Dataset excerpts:

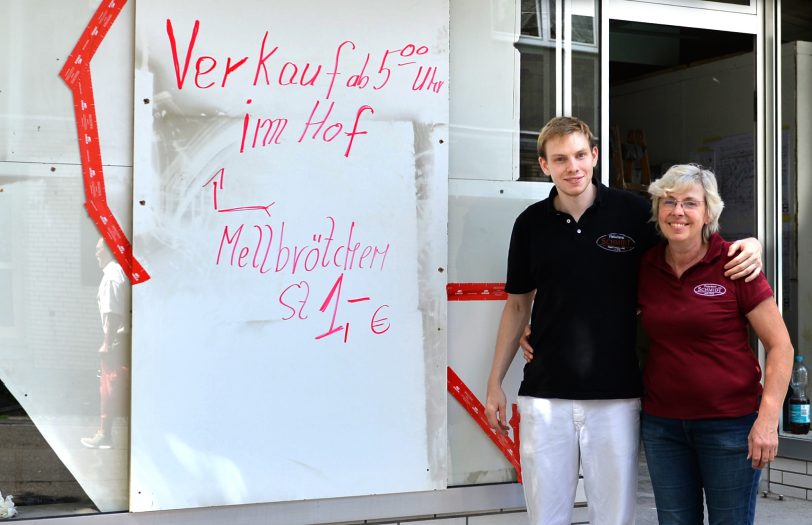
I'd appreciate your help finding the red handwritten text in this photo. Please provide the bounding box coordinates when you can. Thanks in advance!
[296,101,374,158]
[165,19,443,96]
[278,272,390,343]
[215,216,389,275]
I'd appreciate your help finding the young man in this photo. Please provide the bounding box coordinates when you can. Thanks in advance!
[484,116,762,525]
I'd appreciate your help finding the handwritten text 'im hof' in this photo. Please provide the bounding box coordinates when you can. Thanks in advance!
[166,19,445,158]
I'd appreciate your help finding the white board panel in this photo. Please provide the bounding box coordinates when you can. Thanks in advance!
[449,0,518,181]
[131,0,448,511]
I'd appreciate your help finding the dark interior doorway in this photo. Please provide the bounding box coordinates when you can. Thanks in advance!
[608,21,756,240]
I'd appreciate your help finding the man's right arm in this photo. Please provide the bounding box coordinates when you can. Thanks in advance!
[99,312,124,353]
[485,291,534,436]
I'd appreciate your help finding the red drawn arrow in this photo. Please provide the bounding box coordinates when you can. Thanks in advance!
[203,168,275,216]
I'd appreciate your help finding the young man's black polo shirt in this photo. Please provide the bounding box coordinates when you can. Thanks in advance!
[505,178,658,400]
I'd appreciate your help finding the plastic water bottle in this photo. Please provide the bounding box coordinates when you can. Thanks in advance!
[789,355,810,435]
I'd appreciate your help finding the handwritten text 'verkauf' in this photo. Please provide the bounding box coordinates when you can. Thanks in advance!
[166,19,444,158]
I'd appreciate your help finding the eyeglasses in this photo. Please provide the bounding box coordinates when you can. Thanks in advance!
[660,198,704,211]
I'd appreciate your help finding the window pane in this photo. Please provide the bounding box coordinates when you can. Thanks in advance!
[0,175,132,515]
[0,1,133,516]
[572,14,595,45]
[520,0,540,37]
[518,48,556,181]
[517,0,599,181]
[571,1,599,153]
[572,52,599,143]
[550,0,557,39]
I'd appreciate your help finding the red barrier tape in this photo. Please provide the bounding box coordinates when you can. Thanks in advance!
[60,0,149,285]
[447,366,521,482]
[446,282,507,301]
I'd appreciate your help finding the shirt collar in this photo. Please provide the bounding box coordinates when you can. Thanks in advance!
[102,261,120,274]
[702,232,726,264]
[543,176,605,215]
[652,232,726,270]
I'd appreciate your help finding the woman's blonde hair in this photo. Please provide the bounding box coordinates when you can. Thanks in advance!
[648,163,724,242]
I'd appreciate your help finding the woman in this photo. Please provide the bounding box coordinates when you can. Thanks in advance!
[638,164,794,525]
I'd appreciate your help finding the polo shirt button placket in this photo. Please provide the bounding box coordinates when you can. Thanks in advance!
[563,217,583,235]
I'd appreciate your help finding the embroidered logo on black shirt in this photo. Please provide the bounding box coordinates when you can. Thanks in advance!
[694,283,727,297]
[596,233,636,253]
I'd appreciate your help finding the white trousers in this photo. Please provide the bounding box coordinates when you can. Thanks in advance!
[518,396,640,525]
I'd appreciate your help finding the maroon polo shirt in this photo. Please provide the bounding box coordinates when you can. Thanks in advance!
[638,233,774,419]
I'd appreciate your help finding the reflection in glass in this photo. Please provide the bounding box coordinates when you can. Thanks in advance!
[0,177,123,516]
[80,239,131,451]
[518,49,556,181]
[520,0,556,40]
[572,14,595,45]
[520,0,540,37]
[572,53,599,147]
[0,173,133,516]
[550,0,556,40]
[1,0,135,513]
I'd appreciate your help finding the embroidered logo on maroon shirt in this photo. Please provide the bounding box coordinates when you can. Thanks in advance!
[595,233,636,253]
[694,283,727,297]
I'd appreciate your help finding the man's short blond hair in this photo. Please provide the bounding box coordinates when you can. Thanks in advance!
[537,116,596,159]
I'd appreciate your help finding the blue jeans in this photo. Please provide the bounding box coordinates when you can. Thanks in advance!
[641,412,761,525]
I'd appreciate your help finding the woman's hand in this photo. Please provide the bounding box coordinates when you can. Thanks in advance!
[748,414,779,469]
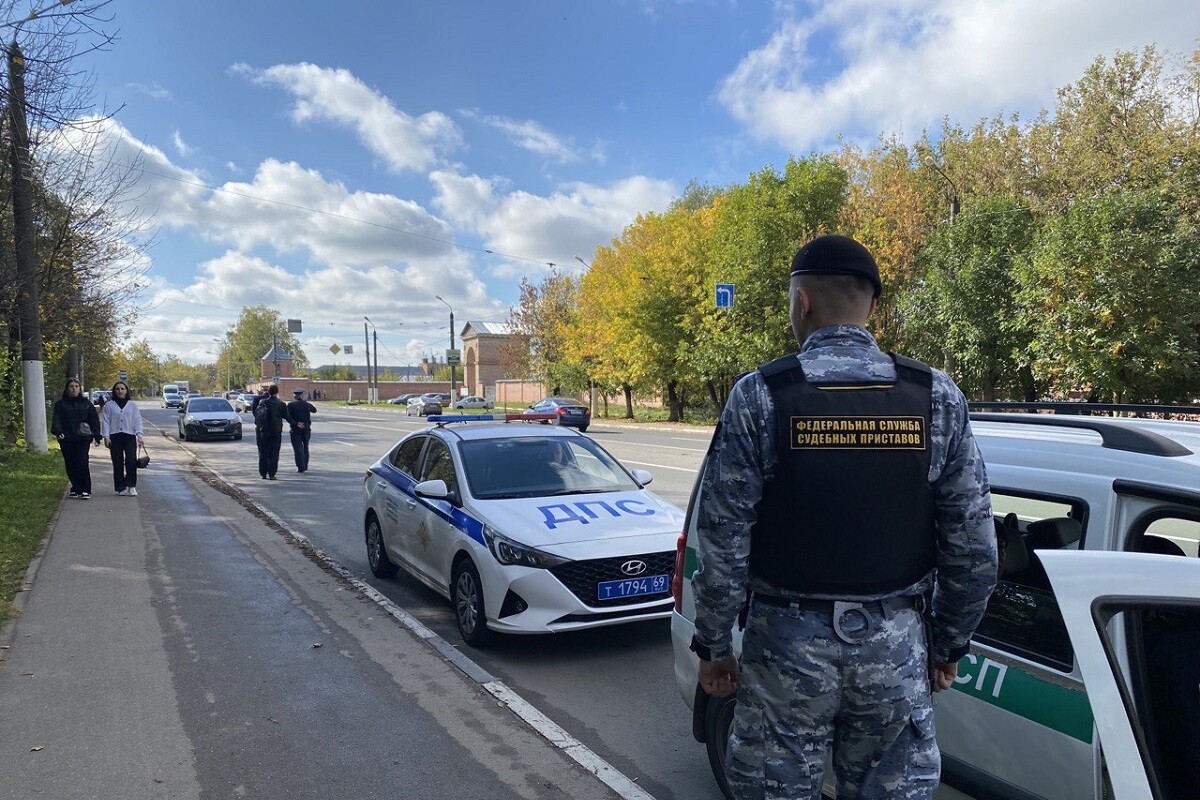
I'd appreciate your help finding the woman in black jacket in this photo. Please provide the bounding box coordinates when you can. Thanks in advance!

*Exercise description*
Pictures are to be left out; the records above must be repeated word for word.

*Task solution*
I'd appreciate your help finding the red handwritten text in this photo. Please provide the bounding box coordinates when you can. Thanks in advance!
[296,101,374,158]
[165,19,443,96]
[278,272,390,343]
[215,216,389,275]
I'd appreciate your help finding the young man in this photo. Please provide the bounding box coordinates when you can. Thanks in advance!
[484,116,762,525]
I'd appreciate your help finding the handwritten text 'im hof' in this photo. Please provide the bounding box coordinates when you can. Thanks in advance!
[166,19,445,158]
I'd appreciate your help finding the white board panel in this photo. Please provide the bounding box coordinates when you can. Thanks in advance!
[449,0,518,181]
[131,0,448,511]
I'd appreciate your help finding the dark interior doorway in this photo. Please provide the bounding box coordinates when you can. Thanks in advance!
[608,21,756,240]
I'd appreciate your help finding the man's right arm in this photo. Please provide the bounding box coordinates when you can. Thanks in advance!
[99,312,124,353]
[485,291,534,436]
I'd appreciate your help finding the red drawn arrow in this photo. Please provide the bounding box coordinates when you can. Thanks in advance!
[203,168,275,216]
I'd appreciate your help finding the young man's black polo shirt in this photo. Please provide the bounding box coordinates when you can. Thanks in advance!
[505,178,658,400]
I'd appreciate your help finding the plastic water bottle in this photo. Please provide the bounding box coordinates when you can. Thanks in advance!
[789,355,810,435]
I'd appreciate your help finding the handwritten text 'verkauf' in this photo. Please provide the bounding box coordinates when you can. Thanks in advance!
[166,19,444,158]
I'd appreciate your help finding the eyeglasses in this photo. Please provide the bounding box coordinates when you can. Thanks in advance!
[660,198,704,211]
I'd appreciate your help finding the window pane in this photo. Please provide the bounding box coordinates when you can. Thanks in advance!
[0,175,132,515]
[0,1,133,516]
[572,14,595,45]
[520,0,540,37]
[518,48,556,181]
[517,0,599,181]
[571,1,599,153]
[572,52,599,143]
[550,0,557,39]
I'd appreciate your help finding the red barrier tape in this photo. Please provide the bounding box coordinates when you can. Thanks in advance!
[60,0,149,285]
[447,366,521,482]
[446,282,507,301]
I'd appreciate your help finding the shirt collar in this photo. Please provide the bounding box coordinates when you can. Thanks in advance!
[102,261,120,274]
[702,232,726,264]
[543,176,605,215]
[652,232,726,270]
I'd appreciate your help finding the woman's blonde hair in this photo. Please provide the bounding box coordinates when you can. Thanks in advance!
[648,163,724,242]
I'd appreciate your help finding the woman in this photo. Please provide the bounding box coordinates when you can. Thanks in advance!
[638,164,794,525]
I'd appreciate your help finding the polo shirt button placket in this photo. Please provide the bounding box coordinates when you can. Thanks in advance!
[563,217,583,235]
I'd appreciate your help finding the embroidered logo on black shirt in this photo. Please provide the bounding box coordinates when you can. Thanks in advance!
[694,283,727,297]
[596,233,636,253]
I'd appreciate your help finding the white trousers in this photo. Please provide the bounding box coordinates when you can. Thanks in advance!
[518,396,640,525]
I'd appreciate your help finding the maroon polo shirt in this photo. Please provide the bounding box coordinates when you can. Thanks in advance!
[638,233,774,419]
I'd appreciate your help finding the reflection in glass in this photo. Please provide the bounding box coordinates when you can. Thanks in advance!
[0,177,123,516]
[80,239,131,451]
[518,49,556,181]
[520,0,556,40]
[572,14,595,45]
[520,0,540,37]
[572,53,599,147]
[0,173,133,516]
[550,0,556,40]
[1,0,135,513]
I'd appreciate your help finding the embroidered logo on maroon shirt in this photo. Please provide the bounding box coordinates when you can. Thanks in advance!
[595,233,636,253]
[694,283,727,297]
I'd appreciate your help finding the man's short blond hair in this photo. Please provide the bounding box coordinates when you can. Thanks in advance!
[537,116,596,159]
I'd appreciate your help finding the blue jeans in this photo. Please provide the bounding box coordinates when you can. Thanks in advance!
[641,412,761,525]
I'd appreciate your help finding the woman's hand in this photo. Please provide the bounding box coordinates when you can. Thanks in advance!
[748,414,779,469]
I'd appreciate your help finding the woman in black jacket in this photo. Please provide the bounding box coordinates when you can. Thanks in advance!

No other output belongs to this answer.